__SELECTED PASSAGE__.
----------

Chapter 16 – Localizing and understanding your customer

[Note: below is Chapter 16 from Great Wall of Numbers]

My own experiences with Western fast-food establishments overseas can be summed up best by the rivalry and fortunes between KFC and McDonald’s in China.  It was November 2008, when I first arrived in Shanghai (and the mainland) I noticed immediately within walking into the KFC near the Holiday Inn in Pudong that the listed menu items were both visibly different and numerically more.  While Americans like to joke that there is a Starbucks at every street corner, the same can almost be said about KFC, especially with train stations in China.  No matter where you travel to, you are bound to see the Colonel.  And during these subsequent travels I noticed that KFC’s food selection varied from place to place: Guangzhou had different tastes than locations in Hefei, which tasted slightly different than those in Shanghai.  Furthermore, while the items offered were typically the same from city to city, relative to US menus there were a number of visibly different choices.  For example, KFC served corn as dessert in fruit cups, egg-yolk –filled-cupcakes operated as appetizers and traditional gravy was hard to find.1

In contrast, I rarely saw McDonald’s at every turn of the street.  In fact, when I first moved to Bengbu, Anhui in 2008, there were three KFC’s and only one McDonald’s.  Why was one more popular than the other?  One rumor was that McDonald’s simply imported the food items from the US and used it as the sole menu choice for Chinese customers unfamiliar with hamburger (remember, pork is the most consumed meat in China, not beef).23 But the real story is much more complex and interesting.

----------

__EXERCISES TO COMPLETE__.
1) From the chapter excerpt on KFC and McDonald's in China, copy the passage starting with "In contrast, I" and going on through "complex and interesting.".
2) Answer these questions from the chapter excerpt on KFC and McDonald's in China.
(a) In what month and year did the writer first arrive in Shanghai?
(b) How many KFC and McDonald's restaurants were in Bengbu, Anhui in 2008?
(c) Which meat does the text name as the most consumed in China?

----------

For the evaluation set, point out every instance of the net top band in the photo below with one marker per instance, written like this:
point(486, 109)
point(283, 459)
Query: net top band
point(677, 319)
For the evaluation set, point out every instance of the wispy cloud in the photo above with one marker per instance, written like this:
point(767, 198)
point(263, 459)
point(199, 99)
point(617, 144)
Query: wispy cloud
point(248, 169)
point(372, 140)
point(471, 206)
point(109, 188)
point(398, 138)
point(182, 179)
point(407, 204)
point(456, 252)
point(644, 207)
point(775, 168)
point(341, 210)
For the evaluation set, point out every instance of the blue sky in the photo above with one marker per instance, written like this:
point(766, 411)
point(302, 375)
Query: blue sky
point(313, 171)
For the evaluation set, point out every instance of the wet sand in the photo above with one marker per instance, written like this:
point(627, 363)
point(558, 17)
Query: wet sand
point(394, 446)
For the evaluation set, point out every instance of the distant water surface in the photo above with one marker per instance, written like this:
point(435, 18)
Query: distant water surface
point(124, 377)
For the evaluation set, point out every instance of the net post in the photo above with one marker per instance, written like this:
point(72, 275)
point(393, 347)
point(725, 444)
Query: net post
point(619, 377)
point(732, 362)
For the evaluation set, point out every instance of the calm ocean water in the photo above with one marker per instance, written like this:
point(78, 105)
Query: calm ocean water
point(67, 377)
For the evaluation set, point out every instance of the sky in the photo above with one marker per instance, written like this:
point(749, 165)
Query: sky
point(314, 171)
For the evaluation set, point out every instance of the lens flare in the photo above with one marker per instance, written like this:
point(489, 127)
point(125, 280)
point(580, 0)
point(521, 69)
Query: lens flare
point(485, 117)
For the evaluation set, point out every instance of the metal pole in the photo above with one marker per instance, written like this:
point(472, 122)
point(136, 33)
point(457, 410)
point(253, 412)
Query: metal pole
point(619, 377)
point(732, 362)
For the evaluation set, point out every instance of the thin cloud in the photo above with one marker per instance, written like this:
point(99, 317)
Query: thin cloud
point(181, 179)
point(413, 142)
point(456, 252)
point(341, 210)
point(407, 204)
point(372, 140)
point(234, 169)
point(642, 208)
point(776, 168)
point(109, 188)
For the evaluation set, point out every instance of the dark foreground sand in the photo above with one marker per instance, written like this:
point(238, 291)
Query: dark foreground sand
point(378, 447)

----------

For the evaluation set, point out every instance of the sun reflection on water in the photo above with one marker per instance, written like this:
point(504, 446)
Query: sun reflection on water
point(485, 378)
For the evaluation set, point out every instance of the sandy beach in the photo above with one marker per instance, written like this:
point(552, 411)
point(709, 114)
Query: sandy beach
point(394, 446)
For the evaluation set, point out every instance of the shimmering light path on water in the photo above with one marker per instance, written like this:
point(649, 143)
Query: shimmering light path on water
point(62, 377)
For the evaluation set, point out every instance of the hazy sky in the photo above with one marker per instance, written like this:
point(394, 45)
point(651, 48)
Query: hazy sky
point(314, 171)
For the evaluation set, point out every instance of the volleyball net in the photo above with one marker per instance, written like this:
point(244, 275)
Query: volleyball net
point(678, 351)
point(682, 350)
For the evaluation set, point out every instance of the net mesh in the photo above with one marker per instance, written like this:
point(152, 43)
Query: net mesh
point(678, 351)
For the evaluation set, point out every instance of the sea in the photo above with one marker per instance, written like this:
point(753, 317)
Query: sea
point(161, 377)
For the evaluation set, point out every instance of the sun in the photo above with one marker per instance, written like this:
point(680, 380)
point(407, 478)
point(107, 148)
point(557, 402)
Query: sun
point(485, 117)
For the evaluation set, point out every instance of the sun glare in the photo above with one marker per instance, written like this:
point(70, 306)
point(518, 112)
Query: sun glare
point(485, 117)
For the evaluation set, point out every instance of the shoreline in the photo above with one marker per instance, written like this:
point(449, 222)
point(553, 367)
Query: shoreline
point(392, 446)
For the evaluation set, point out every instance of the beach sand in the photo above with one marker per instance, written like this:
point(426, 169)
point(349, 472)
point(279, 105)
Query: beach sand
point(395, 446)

----------

__OUTPUTS BY TASK__.
1)
In contrast, I rarely saw McDonald’s at every turn of the street.  In fact, when I first moved to Bengbu, Anhui in 2008, there were three KFC’s and only one McDonald’s.  Why was one more popular than the other?  One rumor was that McDonald’s simply imported the food items from the US and used it as the sole menu choice for Chinese customers unfamiliar with hamburger (remember, pork is the most consumed meat in China, not beef).23 But the real story is much more complex and interesting.

2)
(a) November 2008
(b) Three KFC restaurants and one McDonald's
(c) Pork